Data for the task
·····
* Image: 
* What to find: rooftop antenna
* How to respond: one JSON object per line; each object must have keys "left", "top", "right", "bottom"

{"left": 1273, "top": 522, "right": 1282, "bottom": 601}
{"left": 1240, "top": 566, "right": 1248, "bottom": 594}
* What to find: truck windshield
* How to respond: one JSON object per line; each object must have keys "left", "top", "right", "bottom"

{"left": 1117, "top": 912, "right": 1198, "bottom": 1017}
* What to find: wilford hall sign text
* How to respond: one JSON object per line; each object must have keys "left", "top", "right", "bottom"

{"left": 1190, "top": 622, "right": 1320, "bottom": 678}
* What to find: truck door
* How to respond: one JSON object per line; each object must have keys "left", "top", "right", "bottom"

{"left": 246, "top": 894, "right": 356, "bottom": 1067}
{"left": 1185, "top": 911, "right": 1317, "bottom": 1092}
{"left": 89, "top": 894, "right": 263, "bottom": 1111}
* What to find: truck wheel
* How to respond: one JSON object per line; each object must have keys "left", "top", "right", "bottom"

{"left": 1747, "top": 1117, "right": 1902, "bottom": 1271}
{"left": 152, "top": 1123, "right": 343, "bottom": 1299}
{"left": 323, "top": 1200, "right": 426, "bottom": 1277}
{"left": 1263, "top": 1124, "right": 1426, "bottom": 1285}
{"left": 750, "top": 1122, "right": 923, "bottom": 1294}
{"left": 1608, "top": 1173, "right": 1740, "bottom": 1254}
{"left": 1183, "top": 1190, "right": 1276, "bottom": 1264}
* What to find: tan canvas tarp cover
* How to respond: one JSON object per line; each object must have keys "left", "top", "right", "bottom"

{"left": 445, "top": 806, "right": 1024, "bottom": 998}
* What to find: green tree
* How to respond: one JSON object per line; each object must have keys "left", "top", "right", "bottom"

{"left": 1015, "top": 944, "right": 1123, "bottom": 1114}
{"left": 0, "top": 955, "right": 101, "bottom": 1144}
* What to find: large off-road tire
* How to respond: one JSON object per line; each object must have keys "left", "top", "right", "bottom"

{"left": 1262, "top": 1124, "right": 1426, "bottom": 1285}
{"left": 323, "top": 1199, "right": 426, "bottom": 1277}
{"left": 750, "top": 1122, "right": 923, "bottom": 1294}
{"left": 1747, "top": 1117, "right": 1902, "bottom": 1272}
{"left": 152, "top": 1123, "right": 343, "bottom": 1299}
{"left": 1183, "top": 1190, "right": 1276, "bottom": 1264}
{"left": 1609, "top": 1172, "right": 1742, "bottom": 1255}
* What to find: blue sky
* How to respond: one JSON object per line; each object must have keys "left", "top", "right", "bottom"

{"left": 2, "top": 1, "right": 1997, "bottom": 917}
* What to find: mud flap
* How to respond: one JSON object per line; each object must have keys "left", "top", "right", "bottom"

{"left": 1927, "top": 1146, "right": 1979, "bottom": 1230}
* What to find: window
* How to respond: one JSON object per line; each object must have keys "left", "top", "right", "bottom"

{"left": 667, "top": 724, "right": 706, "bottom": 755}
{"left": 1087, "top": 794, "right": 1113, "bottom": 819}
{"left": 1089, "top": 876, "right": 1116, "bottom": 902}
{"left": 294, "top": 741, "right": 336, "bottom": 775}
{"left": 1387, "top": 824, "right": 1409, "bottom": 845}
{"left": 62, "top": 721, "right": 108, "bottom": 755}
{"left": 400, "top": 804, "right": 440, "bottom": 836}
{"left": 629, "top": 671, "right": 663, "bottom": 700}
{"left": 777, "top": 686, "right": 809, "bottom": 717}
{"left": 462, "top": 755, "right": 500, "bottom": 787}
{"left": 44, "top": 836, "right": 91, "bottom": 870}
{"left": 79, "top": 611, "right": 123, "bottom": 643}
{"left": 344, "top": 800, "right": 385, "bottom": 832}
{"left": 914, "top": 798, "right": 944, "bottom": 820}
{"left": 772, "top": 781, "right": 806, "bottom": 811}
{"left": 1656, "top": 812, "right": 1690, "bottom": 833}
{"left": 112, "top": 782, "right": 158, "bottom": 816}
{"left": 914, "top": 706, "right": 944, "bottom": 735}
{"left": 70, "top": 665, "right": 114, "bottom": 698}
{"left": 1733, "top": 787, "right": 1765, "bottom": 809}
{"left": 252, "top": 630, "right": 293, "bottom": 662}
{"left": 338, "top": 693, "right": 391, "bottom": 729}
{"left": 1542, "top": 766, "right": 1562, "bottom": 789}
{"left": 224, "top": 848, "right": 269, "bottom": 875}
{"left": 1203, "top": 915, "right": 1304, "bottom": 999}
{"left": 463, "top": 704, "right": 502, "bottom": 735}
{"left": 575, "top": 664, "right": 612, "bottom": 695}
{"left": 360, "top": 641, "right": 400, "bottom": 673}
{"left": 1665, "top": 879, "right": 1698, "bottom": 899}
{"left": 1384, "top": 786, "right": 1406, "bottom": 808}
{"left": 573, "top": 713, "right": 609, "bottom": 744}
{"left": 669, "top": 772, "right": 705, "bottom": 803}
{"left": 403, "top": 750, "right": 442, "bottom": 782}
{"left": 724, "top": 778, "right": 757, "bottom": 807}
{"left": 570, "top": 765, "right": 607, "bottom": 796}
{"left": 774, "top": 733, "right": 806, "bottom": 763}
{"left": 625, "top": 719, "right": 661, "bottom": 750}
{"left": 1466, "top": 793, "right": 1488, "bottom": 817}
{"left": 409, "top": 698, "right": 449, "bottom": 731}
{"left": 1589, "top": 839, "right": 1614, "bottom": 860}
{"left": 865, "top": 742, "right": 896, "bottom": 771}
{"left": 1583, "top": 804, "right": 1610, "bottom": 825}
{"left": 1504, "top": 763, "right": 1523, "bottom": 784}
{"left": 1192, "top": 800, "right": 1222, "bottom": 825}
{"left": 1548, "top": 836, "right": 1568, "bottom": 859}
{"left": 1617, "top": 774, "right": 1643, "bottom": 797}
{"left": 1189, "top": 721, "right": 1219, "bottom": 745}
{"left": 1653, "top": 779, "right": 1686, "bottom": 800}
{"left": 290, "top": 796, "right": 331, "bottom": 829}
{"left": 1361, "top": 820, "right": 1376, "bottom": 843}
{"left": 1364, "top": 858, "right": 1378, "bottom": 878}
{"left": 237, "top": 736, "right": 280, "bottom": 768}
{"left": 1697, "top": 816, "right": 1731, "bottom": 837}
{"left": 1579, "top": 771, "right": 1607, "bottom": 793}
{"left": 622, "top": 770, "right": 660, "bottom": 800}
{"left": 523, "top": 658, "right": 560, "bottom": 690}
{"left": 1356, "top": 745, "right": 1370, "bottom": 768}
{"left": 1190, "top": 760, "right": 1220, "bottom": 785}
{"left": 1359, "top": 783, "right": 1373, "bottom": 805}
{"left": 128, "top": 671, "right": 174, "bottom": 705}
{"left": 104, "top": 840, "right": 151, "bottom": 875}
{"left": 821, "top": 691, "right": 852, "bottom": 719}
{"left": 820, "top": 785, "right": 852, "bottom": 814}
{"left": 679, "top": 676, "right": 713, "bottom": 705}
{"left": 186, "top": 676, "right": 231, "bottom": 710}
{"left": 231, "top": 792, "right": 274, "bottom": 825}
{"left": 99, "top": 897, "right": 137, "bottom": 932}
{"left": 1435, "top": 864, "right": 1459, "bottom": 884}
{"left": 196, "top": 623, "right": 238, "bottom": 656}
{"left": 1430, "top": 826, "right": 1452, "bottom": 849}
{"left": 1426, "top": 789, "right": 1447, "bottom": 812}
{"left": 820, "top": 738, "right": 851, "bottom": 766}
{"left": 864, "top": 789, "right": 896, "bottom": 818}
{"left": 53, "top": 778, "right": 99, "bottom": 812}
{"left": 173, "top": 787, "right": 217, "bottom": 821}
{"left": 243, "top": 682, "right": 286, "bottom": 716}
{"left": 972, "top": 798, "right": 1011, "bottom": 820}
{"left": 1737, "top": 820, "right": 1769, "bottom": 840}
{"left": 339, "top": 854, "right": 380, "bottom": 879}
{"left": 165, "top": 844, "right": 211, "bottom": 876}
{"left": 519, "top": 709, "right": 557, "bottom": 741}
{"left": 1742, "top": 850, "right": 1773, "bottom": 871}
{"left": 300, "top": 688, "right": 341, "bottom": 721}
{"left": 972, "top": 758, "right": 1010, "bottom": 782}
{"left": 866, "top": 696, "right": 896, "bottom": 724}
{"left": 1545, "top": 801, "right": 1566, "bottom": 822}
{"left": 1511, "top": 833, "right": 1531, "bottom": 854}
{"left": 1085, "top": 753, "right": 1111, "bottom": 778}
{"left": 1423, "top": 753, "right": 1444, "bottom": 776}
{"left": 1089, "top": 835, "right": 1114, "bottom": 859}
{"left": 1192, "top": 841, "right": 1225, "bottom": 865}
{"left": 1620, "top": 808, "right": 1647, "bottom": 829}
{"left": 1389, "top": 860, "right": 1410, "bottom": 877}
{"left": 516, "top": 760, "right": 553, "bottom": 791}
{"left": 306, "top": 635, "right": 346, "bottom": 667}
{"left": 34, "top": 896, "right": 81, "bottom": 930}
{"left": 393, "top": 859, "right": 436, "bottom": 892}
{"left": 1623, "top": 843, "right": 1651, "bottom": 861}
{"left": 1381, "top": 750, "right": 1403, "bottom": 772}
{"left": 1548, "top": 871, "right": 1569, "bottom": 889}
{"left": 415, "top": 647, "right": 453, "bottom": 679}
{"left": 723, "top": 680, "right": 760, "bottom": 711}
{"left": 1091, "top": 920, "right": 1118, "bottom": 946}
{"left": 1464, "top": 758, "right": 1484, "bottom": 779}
·····
Directions
Return every line above in which the string "truck" occurs.

Solved exercise
* What to find: truck windshield
* What to find: truck door
* What to find: truck wheel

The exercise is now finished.